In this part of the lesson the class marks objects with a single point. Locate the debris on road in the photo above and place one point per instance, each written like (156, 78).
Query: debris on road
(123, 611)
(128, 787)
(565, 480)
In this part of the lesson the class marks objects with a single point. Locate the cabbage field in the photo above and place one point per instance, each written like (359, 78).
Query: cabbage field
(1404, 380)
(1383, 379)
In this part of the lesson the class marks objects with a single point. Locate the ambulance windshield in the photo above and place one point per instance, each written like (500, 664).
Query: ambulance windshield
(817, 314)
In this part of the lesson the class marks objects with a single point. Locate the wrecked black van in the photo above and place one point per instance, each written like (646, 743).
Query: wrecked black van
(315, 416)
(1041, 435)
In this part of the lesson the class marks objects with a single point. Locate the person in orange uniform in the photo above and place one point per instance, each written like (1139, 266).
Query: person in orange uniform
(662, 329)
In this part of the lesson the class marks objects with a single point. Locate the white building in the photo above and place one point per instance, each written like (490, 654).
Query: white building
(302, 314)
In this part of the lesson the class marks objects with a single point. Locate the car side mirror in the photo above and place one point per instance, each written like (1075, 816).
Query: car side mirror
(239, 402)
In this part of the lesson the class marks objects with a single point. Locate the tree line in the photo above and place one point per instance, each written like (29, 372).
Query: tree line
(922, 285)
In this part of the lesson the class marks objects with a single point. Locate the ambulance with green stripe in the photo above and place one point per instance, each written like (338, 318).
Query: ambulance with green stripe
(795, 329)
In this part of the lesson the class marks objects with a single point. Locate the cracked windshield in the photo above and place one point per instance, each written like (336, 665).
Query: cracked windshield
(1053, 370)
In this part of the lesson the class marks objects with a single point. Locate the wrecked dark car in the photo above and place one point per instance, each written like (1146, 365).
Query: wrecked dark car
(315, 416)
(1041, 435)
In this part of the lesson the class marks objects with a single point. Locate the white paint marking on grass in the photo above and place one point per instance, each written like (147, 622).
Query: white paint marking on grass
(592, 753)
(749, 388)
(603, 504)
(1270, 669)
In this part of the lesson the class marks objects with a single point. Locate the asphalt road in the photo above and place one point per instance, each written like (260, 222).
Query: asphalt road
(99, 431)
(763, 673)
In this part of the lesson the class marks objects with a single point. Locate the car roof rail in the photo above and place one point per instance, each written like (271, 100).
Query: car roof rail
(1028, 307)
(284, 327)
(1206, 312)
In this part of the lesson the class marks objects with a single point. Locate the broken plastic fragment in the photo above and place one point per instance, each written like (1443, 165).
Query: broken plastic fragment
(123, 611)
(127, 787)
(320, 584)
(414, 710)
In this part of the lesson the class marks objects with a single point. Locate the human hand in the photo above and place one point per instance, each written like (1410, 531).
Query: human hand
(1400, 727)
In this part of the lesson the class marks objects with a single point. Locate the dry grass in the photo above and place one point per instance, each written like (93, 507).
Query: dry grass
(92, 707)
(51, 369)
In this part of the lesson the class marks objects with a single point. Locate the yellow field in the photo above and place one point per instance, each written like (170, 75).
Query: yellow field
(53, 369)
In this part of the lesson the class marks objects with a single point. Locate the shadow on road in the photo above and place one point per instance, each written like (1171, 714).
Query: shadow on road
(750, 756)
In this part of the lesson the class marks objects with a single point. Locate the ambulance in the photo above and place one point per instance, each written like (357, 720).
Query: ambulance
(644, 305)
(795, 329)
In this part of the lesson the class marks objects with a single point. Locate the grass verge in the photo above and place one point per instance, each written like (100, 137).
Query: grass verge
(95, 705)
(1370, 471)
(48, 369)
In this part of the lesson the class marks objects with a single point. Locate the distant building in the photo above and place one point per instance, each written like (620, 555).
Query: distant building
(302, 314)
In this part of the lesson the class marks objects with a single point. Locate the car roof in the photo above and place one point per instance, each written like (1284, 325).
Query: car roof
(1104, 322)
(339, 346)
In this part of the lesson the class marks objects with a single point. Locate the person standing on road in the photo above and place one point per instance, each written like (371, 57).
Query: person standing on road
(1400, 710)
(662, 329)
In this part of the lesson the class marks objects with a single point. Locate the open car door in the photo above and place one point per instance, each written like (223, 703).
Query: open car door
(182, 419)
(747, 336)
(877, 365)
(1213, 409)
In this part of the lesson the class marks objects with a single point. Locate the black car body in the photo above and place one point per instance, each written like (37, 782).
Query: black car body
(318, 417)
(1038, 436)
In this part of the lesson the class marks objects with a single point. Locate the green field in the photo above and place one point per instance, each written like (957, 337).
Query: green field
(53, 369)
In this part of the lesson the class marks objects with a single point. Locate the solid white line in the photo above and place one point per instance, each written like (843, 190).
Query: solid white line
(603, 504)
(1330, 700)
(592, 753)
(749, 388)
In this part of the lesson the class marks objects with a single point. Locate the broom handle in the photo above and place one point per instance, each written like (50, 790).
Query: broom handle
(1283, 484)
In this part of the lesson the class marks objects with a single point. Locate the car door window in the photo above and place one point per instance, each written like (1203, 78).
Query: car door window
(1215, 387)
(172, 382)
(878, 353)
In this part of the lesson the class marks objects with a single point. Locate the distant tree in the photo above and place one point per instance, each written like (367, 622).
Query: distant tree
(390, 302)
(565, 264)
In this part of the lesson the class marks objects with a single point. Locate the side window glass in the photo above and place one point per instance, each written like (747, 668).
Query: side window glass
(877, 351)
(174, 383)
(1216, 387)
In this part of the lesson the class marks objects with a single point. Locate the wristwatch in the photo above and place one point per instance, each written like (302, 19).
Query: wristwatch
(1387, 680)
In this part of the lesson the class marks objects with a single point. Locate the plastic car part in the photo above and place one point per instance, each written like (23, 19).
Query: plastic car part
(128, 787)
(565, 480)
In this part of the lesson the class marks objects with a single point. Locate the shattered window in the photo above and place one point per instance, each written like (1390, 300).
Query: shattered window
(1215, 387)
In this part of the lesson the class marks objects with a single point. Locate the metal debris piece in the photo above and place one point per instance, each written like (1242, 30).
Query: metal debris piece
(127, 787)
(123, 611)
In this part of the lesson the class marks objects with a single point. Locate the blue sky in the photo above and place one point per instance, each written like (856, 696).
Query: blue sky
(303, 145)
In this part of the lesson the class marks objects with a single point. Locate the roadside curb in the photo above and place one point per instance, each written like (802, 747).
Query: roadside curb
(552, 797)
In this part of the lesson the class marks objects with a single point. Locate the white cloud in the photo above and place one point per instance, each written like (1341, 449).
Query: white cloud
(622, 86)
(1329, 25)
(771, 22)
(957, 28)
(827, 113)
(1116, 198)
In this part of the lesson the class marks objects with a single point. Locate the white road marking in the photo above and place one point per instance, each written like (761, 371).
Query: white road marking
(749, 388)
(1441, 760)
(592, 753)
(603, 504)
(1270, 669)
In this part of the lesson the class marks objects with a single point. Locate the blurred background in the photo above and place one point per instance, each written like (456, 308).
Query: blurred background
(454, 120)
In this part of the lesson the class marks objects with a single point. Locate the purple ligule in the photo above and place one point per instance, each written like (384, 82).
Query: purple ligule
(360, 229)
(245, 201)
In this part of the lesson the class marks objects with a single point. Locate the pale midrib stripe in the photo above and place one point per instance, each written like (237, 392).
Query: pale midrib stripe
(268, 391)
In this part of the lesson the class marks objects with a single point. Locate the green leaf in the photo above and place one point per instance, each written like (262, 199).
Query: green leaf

######

◆ WHAT TO PRODUCE
Turn every one of the lines above into a numbered list, skipping any blank lines.

◆ THE COMPLETED TASK
1. In this part of the lesson the class marks objects with a single point. Locate the debris on road in the photo above and place one point per instance, each written like (156, 78).
2. Query: debris on road
3. (123, 611)
4. (128, 787)
5. (565, 480)
6. In this part of the lesson the class marks objects with a single point. Locate the cabbage field in the photo above and place one point per instance, each written like (359, 78).
7. Query: cabbage field
8. (1404, 380)
9. (1383, 379)
10. In this part of the lesson the class marks objects with a single point. Locate the ambulance windshield in the photo above and place one point per instance, each written like (500, 664).
11. Query: ambulance windshield
12. (817, 314)
13. In this part of the lesson the class marks objects with a single point. Locate the wrecked black van in the photo above and place one point per instance, each written like (646, 743).
14. Query: wrecked black van
15. (315, 416)
16. (1041, 435)
17. In this part of the lesson the class marks objects with a single point. Locate the person in orange uniform in the photo above and place one point per instance, each written like (1139, 266).
18. Query: person in orange uniform
19. (662, 329)
20. In this part of the lesson the class marks objects with a single point. Locate the white building in the photo above and place one point per instance, each written like (490, 654).
21. Query: white building
22. (302, 314)
23. In this part of the lesson the class marks objects with a single point. Locate the car side mirror in the photo above and place one point per instance, each written like (1075, 816).
24. Query: car side mirror
25. (239, 402)
26. In this part of the lesson the class marks objects with a single point. Locate the tree line in the photo above and place one point per instance, each written like (29, 372).
27. Query: tree line
28. (922, 285)
29. In this part of the lesson the class marks objects with a single point. Locate the ambulance with green stripe in the photo above and place one point per instance, each written like (338, 318).
30. Query: ambulance with green stripe
31. (795, 329)
32. In this part of the lesson the class marks objects with a single point. Locate the cracked windshield in the photo above and place one point per instance, each written like (336, 665).
33. Query: cracked windshield
34. (1053, 370)
35. In this part of the lesson the class marks objects with a single point. Locate the wrecked dark car in the photo above and place one point per instance, each written like (1146, 365).
36. Query: wrecked dark car
37. (315, 416)
38. (1041, 435)
39. In this part of the lesson the class marks objects with a single point. Locate the white paint marking on grass in the photo above and place one point per instance, each written like (147, 622).
40. Query: white paint marking on grass
41. (592, 753)
42. (749, 388)
43. (603, 504)
44. (1270, 669)
45. In this part of the lesson the class marks objects with a single point. Locate the asphalt road in the photo above and place one point per instance, each written like (260, 222).
46. Query: asphalt road
47. (99, 431)
48. (763, 673)
49. In this part of the lesson the class marks objects with a single point. Locate the car roof rail in the photo above and place one point per instance, each written like (271, 100).
50. Query: car roof rail
51. (1028, 307)
52. (284, 327)
53. (1206, 312)
54. In this part of the lesson the class marks objects with a single point. Locate the broken plastic fragment in the photo above and place one point per instance, each written like (1443, 165).
55. Query: broken plastic fragment
56. (123, 611)
57. (127, 787)
58. (320, 584)
59. (414, 710)
60. In this part of the lesson the class marks objects with a single point. Locate the human hand in the photo above and place one point per instance, each written like (1410, 531).
61. Query: human hand
62. (1400, 727)
63. In this part of the lesson the class marks objects with a single point. Locate the dry grass in the photo above and place one point per instance, each written like (93, 507).
64. Query: dry grass
65. (92, 707)
66. (51, 369)
67. In this part of the lesson the class marks objects with a single point. Locate the yellow field in the photo above and place one point per instance, each written like (170, 75).
68. Query: yellow field
69. (53, 369)
70. In this part of the lesson the class marks objects with a single point. Locate the shadow on road in the photo above and place one point per instance, each written like (1171, 714).
71. Query: shadow on road
72. (750, 756)
73. In this part of the lesson the class marks objects with a single point. Locate the ambulance in the photo above and place one point per instance, each written like (357, 720).
74. Query: ambulance
75. (644, 305)
76. (795, 329)
77. In this part of the lesson the class marks objects with a single point. Locate the grass verge in the photo above and place one point per instance, each written like (100, 137).
78. Query: grass verge
79. (95, 705)
80. (1370, 471)
81. (48, 369)
82. In this part of the lesson the class marks objects with a single point. Locate the distant building in the photo above and place one point per instance, each written like (620, 555).
83. Query: distant building
84. (302, 314)
85. In this part of the lesson the class marks objects with a single point. Locate the car roof in the photo above and place one point per instance, each written like (1284, 325).
86. Query: car roof
87. (1104, 322)
88. (339, 346)
89. In this part of the lesson the class marks objects with a single point. Locate the person standing on road in the photo above and place one point per instance, each written like (371, 57).
90. Query: person standing on road
91. (1400, 710)
92. (662, 329)
93. In this part of the lesson the class marks objects with a single point. Locate the open car door in the photo above and place one point per instance, each written like (223, 703).
94. Query: open car door
95. (182, 419)
96. (747, 336)
97. (877, 365)
98. (1213, 409)
99. In this part of the lesson the class marks objects with a single point. Locate the black car body in the photo above and place one point per instance, each written like (37, 782).
100. Query: black car body
101. (318, 417)
102. (1038, 436)
103. In this part of the lesson the class marks objects with a single point. Locate the green field in the photo above and place one point per instance, each written like (957, 337).
104. Query: green field
105. (53, 369)
106. In this part of the lesson the class marks objects with a single point. Locate the solid white line in the photo above and place one point per instance, each written like (843, 190).
107. Query: solid white line
108. (603, 504)
109. (1330, 700)
110. (592, 753)
111. (749, 388)
112. In this part of the lesson the class marks objects with a single point. Locate the broom handle in the photo above and place one point per instance, each written like (50, 790).
113. Query: broom handle
114. (1283, 484)
115. In this part of the lesson the class marks objects with a single point. Locate the car door window in the photo above and place one point per instance, each written like (1203, 78).
116. Query: car door window
117. (1215, 387)
118. (172, 382)
119. (878, 353)
120. In this part of the lesson the class marks objects with a single point. Locate the distant tree in the photo above and place one point per instance, each written like (367, 622).
121. Query: distant tree
122. (390, 302)
123. (565, 264)
124. In this part of the lesson the class marks objects with a single point. Locate the side window glass in the photo above and place one point per instance, each written like (747, 668).
125. Query: side window glass
126. (877, 351)
127. (174, 383)
128. (1216, 387)
129. In this part of the lesson the class marks objects with a single point. Locate the wristwatch in the photo above and place one point per instance, each written like (302, 19).
130. Query: wristwatch
131. (1387, 680)
132. In this part of the lesson the class marks objects with a single point. Locate the plastic car part in the photo above and place one point per instance, each written like (23, 19).
133. Query: plastic car part
134. (128, 787)
135. (565, 480)
136. In this part of the lesson the class marks objects with a single point. Locate the shattered window in the photo above and place one point per instance, each written like (1390, 300).
137. Query: shattered window
138. (1215, 387)
139. In this part of the lesson the class marks objects with a single point. Locate the metal debris piece in the photo above and place one point per instance, each written like (1242, 30).
140. Query: metal debris piece
141. (127, 787)
142. (123, 611)
143. In this part of the lesson the class marks objects with a single point. Locate the blue sky in the photo above and place one point per instance, each written like (856, 696).
144. Query: blue sky
145. (303, 145)
146. In this part of the lesson the class marks objects with a single point. Locate the roadside curb in the photo above and place one point per instance, each written like (802, 747).
147. Query: roadside curb
148. (552, 797)
149. In this part of the lesson the class marks objects with a single point. Locate the white cloud in the photo above and place one point per instance, each written like (1341, 449).
150. Query: white cloud
151. (622, 86)
152. (1329, 25)
153. (771, 22)
154. (957, 28)
155. (827, 113)
156. (1116, 198)
157. In this part of the lesson the class marks objects with a single point. Locate the white road marking in the photo above and place one point per instance, each written like (761, 371).
158. Query: white road marking
159. (749, 388)
160. (1441, 760)
161. (592, 753)
162. (603, 504)
163. (1270, 669)
164. In this part of the lesson the class marks objects with a single point. Locate the blurred background in the photo above and place one point per instance, each written like (456, 308).
165. Query: blurred background
166. (454, 120)
167. In this part of the lesson the class marks objects with a single point. Locate the purple ligule in the photo above and place one point per instance, each written like (384, 82).
168. Query: purple ligule
169. (360, 229)
170. (245, 201)
171. In this part of the lesson the class marks objects with a single point. Locate the pale midrib stripe in the photo above and place one point per instance, each written like (237, 392).
172. Query: pale midrib stripe
173. (268, 391)
174. In this part of the lesson the class marks objects with a single point. Locate the green leaf in the photo above and place one point per instance, each written like (262, 199).
175. Query: green leaf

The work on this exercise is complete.